# [Description of the task]
Every record that follows needs to be written out again, exactly.
[[ Material for this task open ]]
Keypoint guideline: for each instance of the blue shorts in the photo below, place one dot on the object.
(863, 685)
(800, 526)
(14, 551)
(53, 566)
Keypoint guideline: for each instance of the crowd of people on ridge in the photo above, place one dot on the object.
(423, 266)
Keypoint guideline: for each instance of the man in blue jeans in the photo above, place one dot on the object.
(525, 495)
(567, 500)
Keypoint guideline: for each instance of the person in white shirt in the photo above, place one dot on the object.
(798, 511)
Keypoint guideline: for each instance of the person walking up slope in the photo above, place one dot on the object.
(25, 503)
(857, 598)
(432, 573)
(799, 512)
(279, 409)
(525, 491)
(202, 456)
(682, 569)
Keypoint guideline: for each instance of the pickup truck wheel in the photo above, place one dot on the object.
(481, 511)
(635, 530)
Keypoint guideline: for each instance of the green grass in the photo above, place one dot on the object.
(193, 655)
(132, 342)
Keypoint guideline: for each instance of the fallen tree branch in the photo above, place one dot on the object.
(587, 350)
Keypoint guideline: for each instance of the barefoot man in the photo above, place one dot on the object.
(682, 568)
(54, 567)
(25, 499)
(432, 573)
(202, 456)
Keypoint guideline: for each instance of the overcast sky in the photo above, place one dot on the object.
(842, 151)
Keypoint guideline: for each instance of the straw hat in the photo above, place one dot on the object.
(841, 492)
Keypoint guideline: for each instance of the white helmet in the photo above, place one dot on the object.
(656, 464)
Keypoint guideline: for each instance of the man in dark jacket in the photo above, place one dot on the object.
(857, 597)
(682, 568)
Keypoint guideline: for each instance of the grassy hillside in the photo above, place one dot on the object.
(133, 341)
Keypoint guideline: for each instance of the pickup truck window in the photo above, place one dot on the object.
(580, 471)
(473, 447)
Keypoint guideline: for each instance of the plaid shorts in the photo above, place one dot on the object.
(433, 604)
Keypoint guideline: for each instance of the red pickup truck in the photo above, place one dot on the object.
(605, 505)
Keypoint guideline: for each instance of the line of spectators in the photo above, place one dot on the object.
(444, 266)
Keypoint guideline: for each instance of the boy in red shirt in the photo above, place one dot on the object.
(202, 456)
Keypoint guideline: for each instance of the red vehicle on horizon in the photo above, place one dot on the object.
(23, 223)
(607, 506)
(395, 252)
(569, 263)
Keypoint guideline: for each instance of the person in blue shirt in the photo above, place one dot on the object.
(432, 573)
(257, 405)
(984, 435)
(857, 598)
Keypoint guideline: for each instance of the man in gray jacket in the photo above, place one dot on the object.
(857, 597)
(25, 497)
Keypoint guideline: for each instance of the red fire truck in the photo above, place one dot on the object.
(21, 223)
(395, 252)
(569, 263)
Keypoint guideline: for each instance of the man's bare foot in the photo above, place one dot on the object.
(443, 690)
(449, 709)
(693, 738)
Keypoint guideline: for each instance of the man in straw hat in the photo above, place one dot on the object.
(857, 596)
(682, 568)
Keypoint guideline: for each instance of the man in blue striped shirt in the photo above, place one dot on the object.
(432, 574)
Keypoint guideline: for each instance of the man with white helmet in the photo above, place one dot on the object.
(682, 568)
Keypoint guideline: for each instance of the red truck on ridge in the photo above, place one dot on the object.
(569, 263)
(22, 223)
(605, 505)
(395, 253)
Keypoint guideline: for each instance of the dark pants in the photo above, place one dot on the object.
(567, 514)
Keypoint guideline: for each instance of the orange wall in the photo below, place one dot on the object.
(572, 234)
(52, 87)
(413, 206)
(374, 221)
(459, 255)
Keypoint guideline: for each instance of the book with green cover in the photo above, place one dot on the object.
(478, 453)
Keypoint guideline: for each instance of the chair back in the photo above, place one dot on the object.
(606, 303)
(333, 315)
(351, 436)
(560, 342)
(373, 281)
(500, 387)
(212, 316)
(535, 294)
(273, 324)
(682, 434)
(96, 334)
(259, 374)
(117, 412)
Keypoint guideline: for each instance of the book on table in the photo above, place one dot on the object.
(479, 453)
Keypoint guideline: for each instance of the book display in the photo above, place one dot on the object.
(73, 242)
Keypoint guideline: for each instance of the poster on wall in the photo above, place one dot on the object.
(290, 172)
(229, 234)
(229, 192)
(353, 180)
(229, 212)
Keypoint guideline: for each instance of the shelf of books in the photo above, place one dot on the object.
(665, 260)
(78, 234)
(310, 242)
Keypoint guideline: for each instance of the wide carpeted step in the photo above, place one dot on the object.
[[ Material for this task closed ]]
# [Finished exercise]
Keypoint guideline: for each instance of the blue shorts in the photo below, place one dot on the object.
(863, 685)
(800, 526)
(14, 551)
(53, 566)
Keypoint guideline: for each instance of the crowd of people on ridge in the photo above, place one dot on the object.
(423, 266)
Keypoint guideline: for each instance of the man in blue jeans in the photo above, place one dot on the object.
(525, 495)
(567, 500)
Keypoint guideline: for each instance of the person in white shirt in the photo above, place one dot on the object.
(798, 511)
Keypoint guideline: for each instance of the person walking up slope in the photo above, place one dot on the object.
(25, 503)
(857, 598)
(432, 573)
(799, 512)
(279, 409)
(525, 491)
(202, 456)
(682, 569)
Keypoint guideline: for each instance of the pickup truck wheel in the photo above, place one dot on the object.
(481, 511)
(635, 530)
Keypoint guideline: for each instance of the green grass in the photo above, place one dot on the object.
(193, 655)
(132, 342)
Keypoint guideline: for each instance of the fallen tree branch in the photo above, place one dot on the object.
(587, 350)
Keypoint guideline: for each instance of the barefoot man in the photo above, place one dot on the object.
(682, 568)
(54, 567)
(25, 499)
(432, 573)
(202, 456)
Keypoint guideline: for each instance of the overcast sky in the photo above, place one dot on the object.
(842, 151)
Keypoint guideline: for each instance of the straw hat in the photo above, place one dot on the object.
(841, 492)
Keypoint guideline: for each instance of the white helmet in the photo above, place one dot on the object.
(656, 464)
Keypoint guideline: for each instance of the man in dark jacket in the photo above, place one dot on the object.
(857, 597)
(682, 568)
Keypoint guideline: for each instance of the grassy hillside in the photo above, place one dot on the object.
(133, 341)
Keypoint guideline: for each instance of the pickup truck window in the photo above, place one dot on the object.
(580, 471)
(473, 447)
Keypoint guideline: for each instance of the plaid shorts in the photo above, place one dot on the object.
(433, 604)
Keypoint guideline: for each instance of the red pickup truck in the photo above, place one dot on the object.
(605, 505)
Keypoint guideline: for each instance of the line of spectators in the photo above, place one dot on the object.
(444, 266)
Keypoint guideline: for each instance of the boy in red shirt in the photo above, place one dot on the object.
(202, 456)
Keypoint guideline: for each instance of the red vehicle on horizon in the photo above, place one dot on the object.
(23, 223)
(607, 506)
(395, 252)
(569, 263)
Keypoint guideline: for each instance of the person in blue shirt in the photo above, place one dot on the object.
(432, 573)
(257, 405)
(984, 435)
(857, 598)
Keypoint guideline: for each instance of the man in gray jacket in the photo above, place one dot on the object.
(857, 597)
(25, 497)
Keypoint guideline: for each instance of the red fire truck in the photo above, place one dot on the object.
(21, 223)
(395, 252)
(569, 263)
Keypoint guideline: for each instance of the man's bare foot in the photo above, place one dot on the object.
(443, 690)
(449, 709)
(693, 738)
Keypoint guideline: for each instance of the man in straw hat in the photo above, place one dot on the object.
(857, 596)
(682, 568)
Keypoint guideline: for each instance of the man in blue striped shirt in the photo above, place one dot on the object.
(432, 574)
Keypoint guideline: for each instance of the man with white helmet in the photo above, place one dot on the object.
(682, 568)
Keypoint guideline: for each instance of the red truck on ridge in the photo above, place one dot on the object.
(569, 263)
(22, 223)
(605, 505)
(395, 253)
Keypoint guideline: for each instance of the dark pants in the photo above, place one dot on the object.
(567, 514)
Keypoint guideline: for each instance of the orange wall in the photo below, place one dot on the object.
(572, 234)
(52, 87)
(413, 206)
(374, 221)
(459, 255)
Keypoint guideline: for each instance of the book with green cover in the photo above, place one dot on the object.
(478, 453)
Keypoint guideline: for each instance of the chair back in the photo above, place one dot on the object.
(606, 303)
(333, 315)
(351, 436)
(560, 342)
(373, 281)
(500, 387)
(212, 316)
(535, 294)
(273, 324)
(682, 434)
(96, 334)
(259, 374)
(117, 412)
Keypoint guideline: for each instance of the book on table in the photo above, place one dot on the object.
(479, 453)
Keypoint guideline: for each instance of the book display in the photo above, place one dot on the object.
(73, 242)
Keypoint guideline: for each instance of the poster on wall in the photo above, place one dot on the object.
(290, 172)
(229, 234)
(229, 192)
(353, 180)
(229, 212)
Keypoint guideline: for each instance of the shelf of books in the photo above, place one dot on the object.
(665, 260)
(78, 234)
(310, 242)
Keypoint guideline: for each instance of the wide carpeted step in the photo above, place one dot on the object.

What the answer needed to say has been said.